TASKS AND EXERCISES
A) For the text on enforcing human rights in Nigeria, state yes or no for each statement below, quoting the deciding words of that text: (i) the fundamental rights are set out in Chapter IV of the 1999 Constitution; (ii) an action to enforce fundamental rights may be filed only at the Federal High Court; (iii) the court usually hears the application on oral testimony.
B) According to the text on enforcing human rights in Nigeria, which court may be the appropriate venue for complaints about employment discrimination?

EXTRACT
--- Start ---

Human rights enforcement in Nigeria
HUMAN RIGHTS ENFORCEMENT IN NIGERIA – THE PROCEDURE FOR
As a citizen, it is important to understand your fundamental rights as enshrined in Chapter IV of the 1999 Constitution of the Federal Republic of Nigeria. These Fundamental Human Rights pertain to life; dignity of human person; personal liberty; fair hearing; private and family life; freedom of thought; conscience and religion; freedom of expression and of the press; peaceful assembly and freedom of association; freedom of movement; freedom from discrimination; and freedom to acquire and own immovable property anywhere in Nigeria.
Nevertheless, understanding how to enforce these rights where there is a breach, or to file claims in court for compensatory reliefs against anyone including a government agency such as the Police may be just as important.
How to Enforce Fundamental Human Rights
It is only at a court of competent jurisdiction that you can enforce any of the above listed rights either by alleging that your right is being breached, is likely to be breached or has been breached. Action against human right abuse or fundamental right enforcement may be filed at the Federal High Court or at the High Court of a State, though for complaints relating to employment discrimination, the National Industrial Court may be the appropriate venue. Court hearing of the application is usually on affidavit evidence and the written address filed in Court which must have the application on which the written address is based.

--- End ---

PROVIDED DATA

--- Start ---

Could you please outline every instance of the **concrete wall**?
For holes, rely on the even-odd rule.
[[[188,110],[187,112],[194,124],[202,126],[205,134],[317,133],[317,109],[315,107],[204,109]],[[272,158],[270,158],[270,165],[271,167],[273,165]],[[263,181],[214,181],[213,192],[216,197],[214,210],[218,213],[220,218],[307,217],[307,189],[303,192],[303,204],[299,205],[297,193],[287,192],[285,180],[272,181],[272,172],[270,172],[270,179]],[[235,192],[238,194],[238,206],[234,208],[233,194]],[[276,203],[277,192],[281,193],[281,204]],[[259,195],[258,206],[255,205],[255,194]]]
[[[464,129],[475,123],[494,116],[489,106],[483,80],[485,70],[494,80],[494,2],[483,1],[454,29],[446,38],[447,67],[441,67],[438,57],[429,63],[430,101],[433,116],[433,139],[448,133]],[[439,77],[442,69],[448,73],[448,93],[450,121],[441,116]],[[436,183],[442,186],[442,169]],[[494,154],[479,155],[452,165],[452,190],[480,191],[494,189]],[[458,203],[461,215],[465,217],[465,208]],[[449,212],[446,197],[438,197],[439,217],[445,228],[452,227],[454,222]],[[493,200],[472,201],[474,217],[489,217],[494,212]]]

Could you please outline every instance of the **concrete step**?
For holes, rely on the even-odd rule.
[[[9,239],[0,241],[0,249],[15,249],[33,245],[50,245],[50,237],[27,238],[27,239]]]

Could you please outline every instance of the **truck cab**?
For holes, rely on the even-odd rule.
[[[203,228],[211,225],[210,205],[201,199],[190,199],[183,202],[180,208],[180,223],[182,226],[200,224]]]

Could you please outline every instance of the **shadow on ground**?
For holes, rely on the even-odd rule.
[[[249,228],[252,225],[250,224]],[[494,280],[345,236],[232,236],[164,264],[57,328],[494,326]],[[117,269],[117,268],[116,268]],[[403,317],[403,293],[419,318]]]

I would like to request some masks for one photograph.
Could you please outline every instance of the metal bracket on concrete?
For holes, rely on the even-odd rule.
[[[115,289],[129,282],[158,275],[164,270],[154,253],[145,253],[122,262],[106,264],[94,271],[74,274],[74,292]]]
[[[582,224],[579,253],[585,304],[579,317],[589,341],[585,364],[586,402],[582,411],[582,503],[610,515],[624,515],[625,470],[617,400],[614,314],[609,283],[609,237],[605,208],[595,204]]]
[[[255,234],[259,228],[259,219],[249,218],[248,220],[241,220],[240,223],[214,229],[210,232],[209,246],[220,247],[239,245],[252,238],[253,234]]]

--- End ---

FINAL ANSWERS
A)
(i) Yes: "as enshrined in Chapter IV of the 1999 Constitution of the Federal Republic of Nigeria."
(ii) No: "may be filed at the Federal High Court or at the High Court of a State."
(iii) No: "Court hearing of the application is usually on affidavit evidence and the written address filed in Court."

B) The National Industrial Court.